TEXT PASSAGE =
^^^^
That turned out not to be a concern today. Under jockey Frankie Pennington, Favorite Tale went right to the lead and took the field through an opening quarter-mile of 22.40 seconds over a fast main track. He held a half-length lead over Struth after a half-mile in 44.73, but that rival looked to be revving up a winning move.

But Favorite Tale fought back, turned aside Struth’s bid, and stretched his lead out to over a length at the wire, stopping the clock in 1:08.93 for six furlongs. Struth held second, and Great Stuff was another 1 1/2 lengths back in third. Favored Afleet Willy had some issues out of the gate and could do no better than eighth.

“He was bound and determined today, and Frankie (Pennington) did a great job,” Conaway said of his charge. “And Lupe (trainer Guadalupe Preciado) did a great job.”

Favorite Tale, a seven-year-old gelded son of Tale of the Cat out of the Grindstone mare Tricky Elaine, now has nine wins and just over $1 million in purse earnings from 23 career starts. He paid $15.20 to win and topped an exacta worth $115.

With that first win in over two years under his belt, Conaway allowed that, yes, the Breeders’ Cup would be a goal if all were to go according to plan. But he also knows that in racing, things often don’t go to plan. Either way, he has a happy horse on his hands.

“I know he’s back,” Conaway said. “You have to know this horse a little bit. He loves what he’s doing; he loves what he’s doing.”

Bishop's Pond

Bishop’s Pond cruised in the Thirty Eight Go Go. Photo by Dottie Miller.

One race prior, Bishop’s Pond continued what is becoming something of a late career revelation when she dominated the Thirty Eight Go Go.

The six-year-old Curlin mare made the first 20 starts of her career on turf with modest success: three wins and a stakes placing dotted among her races. In her 21st start, though, trainer Jason Servis put her on dirt, in an open allowance race at Delaware Park. In a short but salty field that included three stakes winners, Bishop’s Pond dominated, winning off by four lengths. A follow-up try in the Grade 1 Beldame didn’t go as well — she was fifth — but here, she had plenty.
^^^^
DATA SHOWN =
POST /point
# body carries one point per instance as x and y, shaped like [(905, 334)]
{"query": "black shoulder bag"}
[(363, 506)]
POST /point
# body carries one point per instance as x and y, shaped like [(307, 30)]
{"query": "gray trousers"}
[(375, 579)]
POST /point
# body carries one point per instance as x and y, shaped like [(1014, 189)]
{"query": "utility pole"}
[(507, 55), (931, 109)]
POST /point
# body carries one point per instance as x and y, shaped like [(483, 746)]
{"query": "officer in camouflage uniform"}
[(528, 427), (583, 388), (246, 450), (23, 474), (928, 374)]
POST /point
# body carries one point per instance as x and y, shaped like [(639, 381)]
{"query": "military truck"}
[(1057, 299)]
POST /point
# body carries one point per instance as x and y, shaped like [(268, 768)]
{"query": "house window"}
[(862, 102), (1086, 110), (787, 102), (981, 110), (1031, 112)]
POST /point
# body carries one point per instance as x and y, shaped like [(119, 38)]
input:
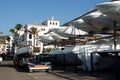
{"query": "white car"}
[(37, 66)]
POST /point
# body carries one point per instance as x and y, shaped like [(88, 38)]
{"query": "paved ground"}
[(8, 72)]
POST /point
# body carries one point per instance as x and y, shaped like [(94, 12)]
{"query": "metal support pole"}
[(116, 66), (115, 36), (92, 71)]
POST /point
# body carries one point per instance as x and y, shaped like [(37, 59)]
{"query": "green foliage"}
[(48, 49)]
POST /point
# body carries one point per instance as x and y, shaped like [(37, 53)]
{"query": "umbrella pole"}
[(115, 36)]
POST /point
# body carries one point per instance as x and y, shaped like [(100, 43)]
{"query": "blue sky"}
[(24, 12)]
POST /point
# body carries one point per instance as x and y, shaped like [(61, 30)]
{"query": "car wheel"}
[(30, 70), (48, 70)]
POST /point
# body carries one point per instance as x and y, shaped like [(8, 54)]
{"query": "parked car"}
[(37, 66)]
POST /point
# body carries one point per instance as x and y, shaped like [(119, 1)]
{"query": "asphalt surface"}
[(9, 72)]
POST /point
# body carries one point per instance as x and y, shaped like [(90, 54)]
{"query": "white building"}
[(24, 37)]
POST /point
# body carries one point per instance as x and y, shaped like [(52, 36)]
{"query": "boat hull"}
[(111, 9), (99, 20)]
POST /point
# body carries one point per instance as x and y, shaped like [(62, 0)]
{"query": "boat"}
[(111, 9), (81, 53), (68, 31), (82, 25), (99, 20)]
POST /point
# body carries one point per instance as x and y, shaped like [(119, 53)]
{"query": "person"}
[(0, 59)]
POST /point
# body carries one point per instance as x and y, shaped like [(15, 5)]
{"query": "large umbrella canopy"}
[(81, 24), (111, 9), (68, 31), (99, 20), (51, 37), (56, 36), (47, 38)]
^^^^
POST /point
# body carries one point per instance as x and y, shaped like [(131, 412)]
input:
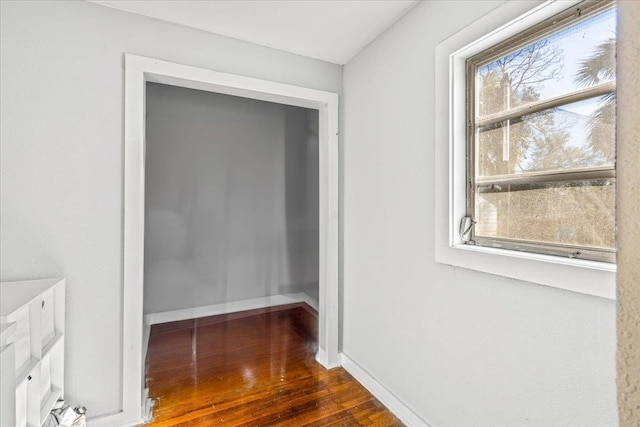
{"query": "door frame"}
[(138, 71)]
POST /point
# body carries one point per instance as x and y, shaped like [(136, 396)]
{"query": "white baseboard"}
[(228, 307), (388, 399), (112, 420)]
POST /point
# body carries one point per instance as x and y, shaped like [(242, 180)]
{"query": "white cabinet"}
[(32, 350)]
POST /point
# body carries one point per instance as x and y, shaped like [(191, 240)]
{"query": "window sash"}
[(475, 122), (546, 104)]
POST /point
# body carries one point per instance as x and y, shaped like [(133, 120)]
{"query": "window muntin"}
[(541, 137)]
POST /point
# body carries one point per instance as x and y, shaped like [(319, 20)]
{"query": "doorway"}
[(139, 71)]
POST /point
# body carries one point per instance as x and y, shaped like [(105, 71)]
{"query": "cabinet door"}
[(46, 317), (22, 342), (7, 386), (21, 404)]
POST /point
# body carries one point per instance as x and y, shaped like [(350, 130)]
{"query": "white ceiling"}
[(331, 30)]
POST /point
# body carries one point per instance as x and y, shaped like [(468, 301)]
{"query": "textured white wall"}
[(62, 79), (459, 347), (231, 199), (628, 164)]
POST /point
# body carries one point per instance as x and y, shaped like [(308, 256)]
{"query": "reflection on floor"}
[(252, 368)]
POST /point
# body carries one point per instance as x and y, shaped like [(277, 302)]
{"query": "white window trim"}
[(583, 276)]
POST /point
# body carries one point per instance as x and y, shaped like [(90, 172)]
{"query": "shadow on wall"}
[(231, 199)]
^^^^
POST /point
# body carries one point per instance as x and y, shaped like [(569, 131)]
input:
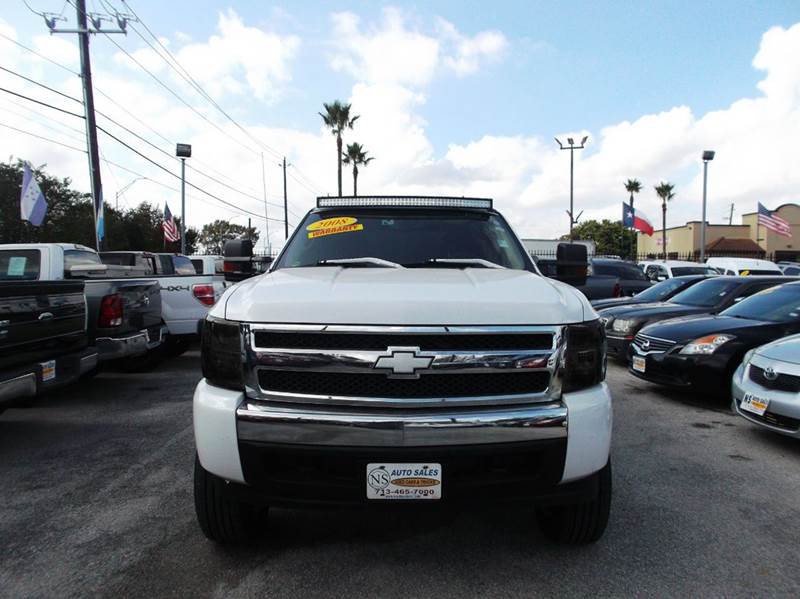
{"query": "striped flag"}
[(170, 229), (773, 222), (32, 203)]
^^^^
USING THE INFORMATION =
1 – Answer these questions using the racing report.
(a) What was Favorite Tale's finishing time for six furlongs?
(b) How many career starts has Favorite Tale made?
(c) Which race did Bishop's Pond dominate?
2 – Quote the part of the racing report that opens with the words containing "One race prior, Bishop’s" and closes with "she had plenty.".
3 – Carry the racing report on from its last sentence.

SOLVED PROBLEMS =
1 –
(a) 1:08.93
(b) 23
(c) The Thirty Eight Go Go

2 –
One race prior, Bishop’s Pond continued what is becoming something of a late career revelation when she dominated the Thirty Eight Go Go.

The six-year-old Curlin mare made the first 20 starts of her career on turf with modest success: three wins and a stakes placing dotted among her races. In her 21st start, though, trainer Jason Servis put her on dirt, in an open allowance race at Delaware Park. In a short but salty field that included three stakes winners, Bishop’s Pond dominated, winning off by four lengths. A follow-up try in the Grade 1 Beldame didn’t go as well — she was fifth — but here, she had plenty.

3 –
“When I got on her this morning, the way she galloped around, even though they had a week in New York without training, due to the track being closed due to the weather, she jumped on the bit right away,” said winning rider Rosario Montanez. “I said, ‘Man, I got a lot of horse underneath me. They’re going to have to run today to beat her.'”

Like Favorite Tale, Bishop’s Pond wasted no time, going right to the lead. She held a short lead after a half-mile in 46.98 seconds, and widened it from there. She widened the lead to two lengths after six furlongs, and then — for good measure, threw down the seventh furlong of the race in less than 12 seconds.

“When I took a hold at the quarter pole, she jumped on the bit,” Montanez said. “I said, ‘Man, let me sit a little bit longer. (With the finish line at the) Second wire, I don’t want to move too soon. Once I showed her the whip, she took off.”

She did, and Montanez soon was rewarded with the first stakes win of Bishop’s Pond’s career. She paid $9 to win and topped an exacta, with 15-1 Sky Flower in second, good for $125.20. Miss Inclusive, a 20-1 shot, was third, while favored Crimson Frost was sixth.

Bishop’s Pond now has five wins and $316,527 in purse earnings from 24 career starts. More intriguingly, this longtime grass runner now also has two wins from three starts on the main track.

NOTES The two stakes contested today originally had been scheduled for December 30 but were postponed to January 5  when that day’s card was abandoned after seven races — and then postponed again until today after Friday’s and Saturday’s cards were lost to the cold… Line of Best Fit stumbled leaving the gate in the Thirty Eight Go Go and dumped rider Kevin Gomez. Gomez was reported to be OK immediately after; he rose and walked under his own power.